• REQUEST
Copy out every line below that contains the word "jacket", and leave out all the rest.

════════

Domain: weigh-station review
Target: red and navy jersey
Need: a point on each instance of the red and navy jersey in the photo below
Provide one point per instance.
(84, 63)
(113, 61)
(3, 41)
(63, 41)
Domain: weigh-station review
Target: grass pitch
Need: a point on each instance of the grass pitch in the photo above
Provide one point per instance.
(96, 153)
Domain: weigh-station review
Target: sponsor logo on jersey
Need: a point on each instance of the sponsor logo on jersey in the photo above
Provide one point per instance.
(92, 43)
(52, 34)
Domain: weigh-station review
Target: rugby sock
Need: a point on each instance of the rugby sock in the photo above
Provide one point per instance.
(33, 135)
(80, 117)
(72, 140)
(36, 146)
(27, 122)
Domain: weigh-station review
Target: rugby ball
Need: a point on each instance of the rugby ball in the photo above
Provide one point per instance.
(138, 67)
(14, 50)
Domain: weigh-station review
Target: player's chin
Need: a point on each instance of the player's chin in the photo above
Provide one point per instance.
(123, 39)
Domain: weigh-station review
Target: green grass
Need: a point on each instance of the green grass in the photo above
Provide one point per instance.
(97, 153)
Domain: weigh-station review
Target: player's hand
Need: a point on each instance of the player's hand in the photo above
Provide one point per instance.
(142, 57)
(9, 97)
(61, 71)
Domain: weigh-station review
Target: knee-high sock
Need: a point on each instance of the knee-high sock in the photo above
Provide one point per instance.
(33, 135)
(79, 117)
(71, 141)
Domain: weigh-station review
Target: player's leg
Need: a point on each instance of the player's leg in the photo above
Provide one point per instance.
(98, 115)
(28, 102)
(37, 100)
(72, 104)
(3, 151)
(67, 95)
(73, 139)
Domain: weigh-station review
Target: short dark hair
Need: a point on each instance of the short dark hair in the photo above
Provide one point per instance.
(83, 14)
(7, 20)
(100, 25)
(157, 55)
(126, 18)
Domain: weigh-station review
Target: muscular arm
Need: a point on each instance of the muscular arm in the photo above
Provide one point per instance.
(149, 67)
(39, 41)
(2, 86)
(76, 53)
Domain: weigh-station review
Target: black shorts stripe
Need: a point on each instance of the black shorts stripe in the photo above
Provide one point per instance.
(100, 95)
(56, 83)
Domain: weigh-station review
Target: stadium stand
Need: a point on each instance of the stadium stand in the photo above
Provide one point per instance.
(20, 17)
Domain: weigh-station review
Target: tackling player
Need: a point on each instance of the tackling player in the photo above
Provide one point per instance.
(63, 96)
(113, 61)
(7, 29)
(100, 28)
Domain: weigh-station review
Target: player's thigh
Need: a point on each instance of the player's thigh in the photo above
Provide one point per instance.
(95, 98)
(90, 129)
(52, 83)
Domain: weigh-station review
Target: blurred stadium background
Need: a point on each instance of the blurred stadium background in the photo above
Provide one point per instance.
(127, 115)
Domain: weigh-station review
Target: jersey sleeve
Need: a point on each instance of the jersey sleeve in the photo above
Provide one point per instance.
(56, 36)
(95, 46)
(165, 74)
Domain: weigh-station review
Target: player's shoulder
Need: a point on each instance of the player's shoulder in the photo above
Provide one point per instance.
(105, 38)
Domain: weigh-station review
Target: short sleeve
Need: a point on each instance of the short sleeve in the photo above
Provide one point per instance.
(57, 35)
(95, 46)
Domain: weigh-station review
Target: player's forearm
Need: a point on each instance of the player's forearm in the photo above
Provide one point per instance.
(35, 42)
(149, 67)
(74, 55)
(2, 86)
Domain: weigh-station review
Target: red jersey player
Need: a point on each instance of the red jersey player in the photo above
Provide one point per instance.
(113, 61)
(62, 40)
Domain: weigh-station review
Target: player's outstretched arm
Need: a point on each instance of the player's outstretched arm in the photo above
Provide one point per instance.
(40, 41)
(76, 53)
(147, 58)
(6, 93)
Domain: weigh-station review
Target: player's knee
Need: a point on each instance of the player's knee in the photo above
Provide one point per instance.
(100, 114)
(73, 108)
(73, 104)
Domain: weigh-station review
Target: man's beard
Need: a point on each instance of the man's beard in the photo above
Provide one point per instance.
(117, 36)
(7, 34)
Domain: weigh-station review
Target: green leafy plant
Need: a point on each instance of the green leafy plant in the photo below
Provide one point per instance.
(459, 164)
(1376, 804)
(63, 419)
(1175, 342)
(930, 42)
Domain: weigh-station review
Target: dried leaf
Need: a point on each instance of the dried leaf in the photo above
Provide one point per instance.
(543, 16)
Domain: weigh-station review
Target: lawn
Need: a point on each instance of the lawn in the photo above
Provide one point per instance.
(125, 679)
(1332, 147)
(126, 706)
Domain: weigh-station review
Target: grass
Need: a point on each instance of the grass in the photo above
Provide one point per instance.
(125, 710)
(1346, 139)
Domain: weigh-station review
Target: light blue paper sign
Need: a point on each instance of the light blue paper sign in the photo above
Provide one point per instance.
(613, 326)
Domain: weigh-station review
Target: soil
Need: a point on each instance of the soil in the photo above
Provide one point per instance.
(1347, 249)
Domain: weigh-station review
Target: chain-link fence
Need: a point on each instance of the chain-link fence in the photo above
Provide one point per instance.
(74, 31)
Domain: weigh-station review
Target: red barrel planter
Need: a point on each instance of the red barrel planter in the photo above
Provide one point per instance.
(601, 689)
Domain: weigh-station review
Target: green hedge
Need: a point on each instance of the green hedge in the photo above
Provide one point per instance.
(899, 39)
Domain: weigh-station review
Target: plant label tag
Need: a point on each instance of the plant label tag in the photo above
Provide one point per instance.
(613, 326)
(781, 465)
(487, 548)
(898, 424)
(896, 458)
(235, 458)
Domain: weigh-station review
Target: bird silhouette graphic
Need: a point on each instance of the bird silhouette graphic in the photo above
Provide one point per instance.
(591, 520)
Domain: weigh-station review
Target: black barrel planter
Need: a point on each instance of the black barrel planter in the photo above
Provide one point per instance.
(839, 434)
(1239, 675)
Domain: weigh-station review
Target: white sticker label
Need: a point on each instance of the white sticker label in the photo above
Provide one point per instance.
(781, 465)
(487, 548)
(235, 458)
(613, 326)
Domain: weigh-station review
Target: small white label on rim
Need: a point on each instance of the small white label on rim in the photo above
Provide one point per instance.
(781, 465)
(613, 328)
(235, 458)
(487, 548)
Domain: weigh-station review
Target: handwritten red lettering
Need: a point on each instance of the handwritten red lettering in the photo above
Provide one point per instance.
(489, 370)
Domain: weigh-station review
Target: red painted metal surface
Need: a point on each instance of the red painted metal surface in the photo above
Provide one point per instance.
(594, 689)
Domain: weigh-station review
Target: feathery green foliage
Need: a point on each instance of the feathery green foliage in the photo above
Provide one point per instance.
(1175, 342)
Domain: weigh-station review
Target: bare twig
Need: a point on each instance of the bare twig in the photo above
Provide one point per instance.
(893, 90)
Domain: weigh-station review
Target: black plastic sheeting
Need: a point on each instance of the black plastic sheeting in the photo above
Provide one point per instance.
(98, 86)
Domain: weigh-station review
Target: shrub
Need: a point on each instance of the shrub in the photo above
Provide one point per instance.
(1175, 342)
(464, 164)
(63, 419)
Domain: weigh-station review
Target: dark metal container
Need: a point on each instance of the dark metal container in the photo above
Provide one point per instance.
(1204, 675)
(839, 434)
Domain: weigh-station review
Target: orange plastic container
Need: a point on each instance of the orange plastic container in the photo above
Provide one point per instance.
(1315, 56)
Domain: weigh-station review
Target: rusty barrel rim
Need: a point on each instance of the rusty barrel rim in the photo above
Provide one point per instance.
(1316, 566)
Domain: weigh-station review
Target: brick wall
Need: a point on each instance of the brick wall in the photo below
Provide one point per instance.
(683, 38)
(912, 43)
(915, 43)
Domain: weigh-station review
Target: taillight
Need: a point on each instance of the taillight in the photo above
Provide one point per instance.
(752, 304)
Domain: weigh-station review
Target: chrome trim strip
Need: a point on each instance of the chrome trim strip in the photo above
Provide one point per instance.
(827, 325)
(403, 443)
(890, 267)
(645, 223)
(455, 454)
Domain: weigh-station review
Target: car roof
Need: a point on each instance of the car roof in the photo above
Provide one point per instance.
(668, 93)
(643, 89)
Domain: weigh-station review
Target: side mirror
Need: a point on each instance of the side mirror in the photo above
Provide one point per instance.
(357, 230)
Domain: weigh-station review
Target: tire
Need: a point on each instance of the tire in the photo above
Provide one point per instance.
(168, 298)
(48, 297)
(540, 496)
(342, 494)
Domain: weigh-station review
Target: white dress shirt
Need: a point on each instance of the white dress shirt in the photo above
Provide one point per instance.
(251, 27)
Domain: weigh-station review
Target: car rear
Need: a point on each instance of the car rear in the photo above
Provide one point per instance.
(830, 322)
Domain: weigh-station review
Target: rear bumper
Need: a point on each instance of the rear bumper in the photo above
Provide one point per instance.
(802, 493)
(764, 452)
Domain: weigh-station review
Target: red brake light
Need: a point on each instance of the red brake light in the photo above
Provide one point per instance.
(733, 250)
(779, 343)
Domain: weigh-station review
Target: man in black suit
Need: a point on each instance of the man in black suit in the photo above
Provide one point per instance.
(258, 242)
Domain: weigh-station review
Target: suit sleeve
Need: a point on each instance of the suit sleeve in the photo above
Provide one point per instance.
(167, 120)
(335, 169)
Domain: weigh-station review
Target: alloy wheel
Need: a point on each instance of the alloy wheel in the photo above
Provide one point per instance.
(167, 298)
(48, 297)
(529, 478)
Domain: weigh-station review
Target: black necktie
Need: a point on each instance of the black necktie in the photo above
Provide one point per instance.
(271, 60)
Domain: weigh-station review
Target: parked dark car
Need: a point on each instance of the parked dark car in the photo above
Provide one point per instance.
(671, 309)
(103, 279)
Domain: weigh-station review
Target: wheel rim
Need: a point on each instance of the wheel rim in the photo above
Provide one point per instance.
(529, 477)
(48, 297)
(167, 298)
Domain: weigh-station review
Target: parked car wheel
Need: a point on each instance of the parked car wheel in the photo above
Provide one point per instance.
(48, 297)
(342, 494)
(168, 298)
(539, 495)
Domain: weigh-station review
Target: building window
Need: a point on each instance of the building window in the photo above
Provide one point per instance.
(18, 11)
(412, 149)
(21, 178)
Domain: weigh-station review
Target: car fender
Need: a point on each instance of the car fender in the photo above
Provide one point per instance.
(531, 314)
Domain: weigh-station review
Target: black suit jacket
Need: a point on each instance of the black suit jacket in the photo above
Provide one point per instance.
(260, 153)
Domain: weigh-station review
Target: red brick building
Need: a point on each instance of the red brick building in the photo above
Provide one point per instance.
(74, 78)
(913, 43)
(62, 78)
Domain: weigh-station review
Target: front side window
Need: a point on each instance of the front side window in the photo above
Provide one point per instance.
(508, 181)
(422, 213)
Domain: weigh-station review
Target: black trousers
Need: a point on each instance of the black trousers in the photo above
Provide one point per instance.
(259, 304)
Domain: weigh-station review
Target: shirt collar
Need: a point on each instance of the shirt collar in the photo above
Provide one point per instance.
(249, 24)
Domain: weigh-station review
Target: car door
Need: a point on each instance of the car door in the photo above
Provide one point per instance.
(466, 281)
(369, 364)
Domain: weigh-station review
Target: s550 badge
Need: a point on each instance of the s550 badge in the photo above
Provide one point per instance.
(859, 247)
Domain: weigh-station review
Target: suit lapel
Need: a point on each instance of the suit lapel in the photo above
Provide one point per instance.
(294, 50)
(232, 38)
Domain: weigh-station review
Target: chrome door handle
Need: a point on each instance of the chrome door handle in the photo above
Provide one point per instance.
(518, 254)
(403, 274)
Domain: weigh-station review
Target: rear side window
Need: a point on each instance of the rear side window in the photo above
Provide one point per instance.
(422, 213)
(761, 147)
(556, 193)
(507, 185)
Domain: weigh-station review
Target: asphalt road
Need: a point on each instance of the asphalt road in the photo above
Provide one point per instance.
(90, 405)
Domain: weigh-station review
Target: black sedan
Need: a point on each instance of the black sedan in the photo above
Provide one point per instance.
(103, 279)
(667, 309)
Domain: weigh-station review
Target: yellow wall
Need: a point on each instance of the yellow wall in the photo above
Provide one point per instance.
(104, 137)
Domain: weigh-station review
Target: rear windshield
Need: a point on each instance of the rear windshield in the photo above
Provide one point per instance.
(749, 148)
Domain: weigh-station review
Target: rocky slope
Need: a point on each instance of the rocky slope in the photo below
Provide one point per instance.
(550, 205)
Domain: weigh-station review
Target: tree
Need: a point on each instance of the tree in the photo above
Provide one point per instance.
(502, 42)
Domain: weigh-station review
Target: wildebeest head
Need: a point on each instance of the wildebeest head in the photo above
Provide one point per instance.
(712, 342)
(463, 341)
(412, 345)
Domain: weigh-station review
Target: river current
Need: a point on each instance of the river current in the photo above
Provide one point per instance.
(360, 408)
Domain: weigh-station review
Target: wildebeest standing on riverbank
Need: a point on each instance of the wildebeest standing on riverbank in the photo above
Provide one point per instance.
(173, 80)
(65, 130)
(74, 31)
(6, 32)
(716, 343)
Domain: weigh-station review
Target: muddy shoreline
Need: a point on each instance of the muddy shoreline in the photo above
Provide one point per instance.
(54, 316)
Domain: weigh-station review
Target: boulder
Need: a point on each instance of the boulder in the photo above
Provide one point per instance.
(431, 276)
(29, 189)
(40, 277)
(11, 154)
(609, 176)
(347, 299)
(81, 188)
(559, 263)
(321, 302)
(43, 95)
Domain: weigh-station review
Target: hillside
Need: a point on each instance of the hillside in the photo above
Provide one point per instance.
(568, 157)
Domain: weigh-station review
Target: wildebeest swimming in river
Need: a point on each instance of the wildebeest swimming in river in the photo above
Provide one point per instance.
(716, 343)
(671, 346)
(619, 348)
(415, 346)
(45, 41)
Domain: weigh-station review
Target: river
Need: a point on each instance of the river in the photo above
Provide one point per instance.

════════

• SOLUTION TO THIS TASK
Target: black suit jacket
Need: a point on each instance of the black suit jacket in the photo above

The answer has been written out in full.